## [Task to complete]
According to the membrane ddG text below, why is it worth measuring free energy changes upon mutation? Answer in one to three sentences.

=== Text provided ===

The membrane ddG application is packaged with PyRosetta. The released version cab be found in: PyRosetta/app/membrane/compute_ddG.py.

The developmental version can be found in the Rosetta source code in source/src/python/bindings/app/membrane/compute_ddG.py

A demo for this application can be found in Rosetta/demos/protocol_capture/mp_ddG

Rosetta Revision #58096

Background

Measuring free energy changes upon mutation can inform our understanding of membrane protein stability and variation and is a step toward design. In this application, we predict ddGs by measuring the difference in Rosetta energy for the native and mutated conformation. This application uses a modified version of the all atom energy function for membrane proteins, which includes the fa_elec term and pH energy (see below). The Membrane ddG application is part of the RosettaMP Framework.

Algorithm Description

The Membrane ddG application predicts the ddG by taking the difference in Rosetta energy between the native and mutated conformations. Several variations of this protocol are available:

  • Default: Predict the ddG, repacking only at the mutated position
  • Include Repacking: Predict the ddG, repacking residues within a given radius of the mutated position (recommended radius is 8Å by Kellogg et al. 2011)

=== Study material ===

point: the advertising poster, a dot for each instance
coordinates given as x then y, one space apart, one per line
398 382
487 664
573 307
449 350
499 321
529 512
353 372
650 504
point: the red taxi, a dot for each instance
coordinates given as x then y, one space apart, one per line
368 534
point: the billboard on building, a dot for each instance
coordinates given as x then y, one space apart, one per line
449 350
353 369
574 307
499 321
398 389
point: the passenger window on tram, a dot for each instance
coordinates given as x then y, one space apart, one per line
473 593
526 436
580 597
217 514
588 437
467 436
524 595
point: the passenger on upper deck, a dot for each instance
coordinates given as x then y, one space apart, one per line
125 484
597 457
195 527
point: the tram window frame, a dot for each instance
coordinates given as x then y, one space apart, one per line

===

## [Written solution]
Measuring these changes can inform our understanding of membrane protein stability and variation. It is also a step toward design.